Page excerpt —
* * *

POLITICS

SAA: Mboweni will break law if he uses 'emergency' powers – GHL

DA MP says carrier has required nearly R50bn in bailouts and guarantees over last decade

Mboweni will be breaking the law if he uses 'emergency' powers to fund SAA

15 July 2020

I have written to Finance Minister Tito Mboweni today to call on him to refuse any additional funding requests for SAA. We have also made it clear that any attempt to invoke Section 16 of the Public Finance Management Act to fund SAA now would be illegal. If Section 16 is used, the Minister and SAA is put on notice that we will consider legal action to stop this transfer of funds.

Now is the time for Minister Mboweni to draw a line in the sand and refuse to fund the “new” SAA. He has repeatedly said that South Africa cannot afford to fund a dead airline, and no matter how many times it is bailed out, it will always need more. If Mboweni caves to ANC pressure, he will have to seriously reconsider his position in government.

Section 16 allows for spending of money that is unbudgeted in “emergency” situations which are “exceptional” and “unforeseen”. It is impossible to argue that those conditions apply to a bailout (again) for SAA, after it entered business rescue in December 2019, well before the 2020 budget. The Minister also had the chance to include an additional allocation to SAA in the Emergency Budget, by which time the business rescue process was far advanced.

* * *

Records —

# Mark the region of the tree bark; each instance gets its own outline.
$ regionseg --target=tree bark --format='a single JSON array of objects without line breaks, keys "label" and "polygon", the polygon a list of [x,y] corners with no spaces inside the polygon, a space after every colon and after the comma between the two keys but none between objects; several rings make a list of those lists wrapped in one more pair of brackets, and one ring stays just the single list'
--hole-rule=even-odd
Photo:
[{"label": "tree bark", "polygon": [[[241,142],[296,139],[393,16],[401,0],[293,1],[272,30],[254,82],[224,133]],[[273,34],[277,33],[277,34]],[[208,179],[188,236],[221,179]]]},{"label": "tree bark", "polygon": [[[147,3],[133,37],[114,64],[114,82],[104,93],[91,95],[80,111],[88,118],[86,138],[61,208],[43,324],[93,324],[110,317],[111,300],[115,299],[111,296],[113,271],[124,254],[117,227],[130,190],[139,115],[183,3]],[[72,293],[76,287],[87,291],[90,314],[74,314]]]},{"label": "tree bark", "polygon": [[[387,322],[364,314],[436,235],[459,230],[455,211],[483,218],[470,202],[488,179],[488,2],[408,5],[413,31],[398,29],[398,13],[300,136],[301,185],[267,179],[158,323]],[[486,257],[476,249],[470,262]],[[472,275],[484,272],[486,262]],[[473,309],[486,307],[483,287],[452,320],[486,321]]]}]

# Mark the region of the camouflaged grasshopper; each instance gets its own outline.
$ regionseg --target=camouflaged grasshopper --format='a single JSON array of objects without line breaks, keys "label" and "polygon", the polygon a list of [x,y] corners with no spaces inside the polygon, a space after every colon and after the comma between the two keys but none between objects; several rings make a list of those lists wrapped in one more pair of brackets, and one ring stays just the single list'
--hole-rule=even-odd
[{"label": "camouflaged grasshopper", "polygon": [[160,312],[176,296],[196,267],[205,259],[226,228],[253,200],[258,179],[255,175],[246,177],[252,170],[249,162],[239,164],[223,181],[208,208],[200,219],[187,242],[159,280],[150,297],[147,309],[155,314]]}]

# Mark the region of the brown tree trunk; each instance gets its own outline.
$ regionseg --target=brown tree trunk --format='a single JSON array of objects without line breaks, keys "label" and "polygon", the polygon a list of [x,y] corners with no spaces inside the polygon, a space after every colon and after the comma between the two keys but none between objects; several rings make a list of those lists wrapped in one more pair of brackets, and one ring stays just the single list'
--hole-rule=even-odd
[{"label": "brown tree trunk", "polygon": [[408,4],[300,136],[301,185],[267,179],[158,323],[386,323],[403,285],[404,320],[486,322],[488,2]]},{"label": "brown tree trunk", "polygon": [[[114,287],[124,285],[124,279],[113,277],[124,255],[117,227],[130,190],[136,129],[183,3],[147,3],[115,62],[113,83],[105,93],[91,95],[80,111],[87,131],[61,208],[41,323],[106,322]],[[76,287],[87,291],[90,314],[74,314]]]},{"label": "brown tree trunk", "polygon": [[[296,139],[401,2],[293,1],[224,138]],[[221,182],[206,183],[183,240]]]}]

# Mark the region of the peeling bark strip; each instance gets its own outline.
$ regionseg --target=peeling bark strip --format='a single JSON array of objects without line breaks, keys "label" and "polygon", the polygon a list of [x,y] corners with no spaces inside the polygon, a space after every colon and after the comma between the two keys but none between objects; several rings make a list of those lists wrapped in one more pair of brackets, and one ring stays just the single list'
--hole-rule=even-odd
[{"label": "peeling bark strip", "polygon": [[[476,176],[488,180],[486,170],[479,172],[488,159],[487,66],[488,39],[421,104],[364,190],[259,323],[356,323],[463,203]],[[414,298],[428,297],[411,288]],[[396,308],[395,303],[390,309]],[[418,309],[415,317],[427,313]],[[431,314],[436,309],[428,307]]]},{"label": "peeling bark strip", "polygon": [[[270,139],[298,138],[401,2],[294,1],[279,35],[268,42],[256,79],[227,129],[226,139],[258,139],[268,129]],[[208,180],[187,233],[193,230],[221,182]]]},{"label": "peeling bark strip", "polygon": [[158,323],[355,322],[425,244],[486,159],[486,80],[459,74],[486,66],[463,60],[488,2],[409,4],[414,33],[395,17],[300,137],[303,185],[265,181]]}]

* * *

Problems and tasks —
• 1. Print the SAA funding statement from "DA MP says carrier" to "transfer of funds." without changing any wording.
• 2. Rewrite the paragraph of the SAA funding statement that begins "Section 16 allows for spending" as a short bulleted list that keeps its main facts.

Task solutions —
• 1.
DA MP says carrier has required nearly R50bn in bailouts and guarantees over last decade

Mboweni will be breaking the law if he uses 'emergency' powers to fund SAA

15 July 2020

I have written to Finance Minister Tito Mboweni today to call on him to refuse any additional funding requests for SAA. We have also made it clear that any attempt to invoke Section 16 of the Public Finance Management Act to fund SAA now would be illegal. If Section 16 is used, the Minister and SAA is put on notice that we will consider legal action to stop this transfer of funds.

• 2.
- Section 16 allows unbudgeted spending only in "emergency" situations that are "exceptional" and "unforeseen."
- Those conditions cannot be said to apply to another SAA bailout.
- SAA entered business rescue in December 2019, well before the 2020 budget.
- The Minister could have added an allocation for SAA in the Emergency Budget, when business rescue was already far advanced.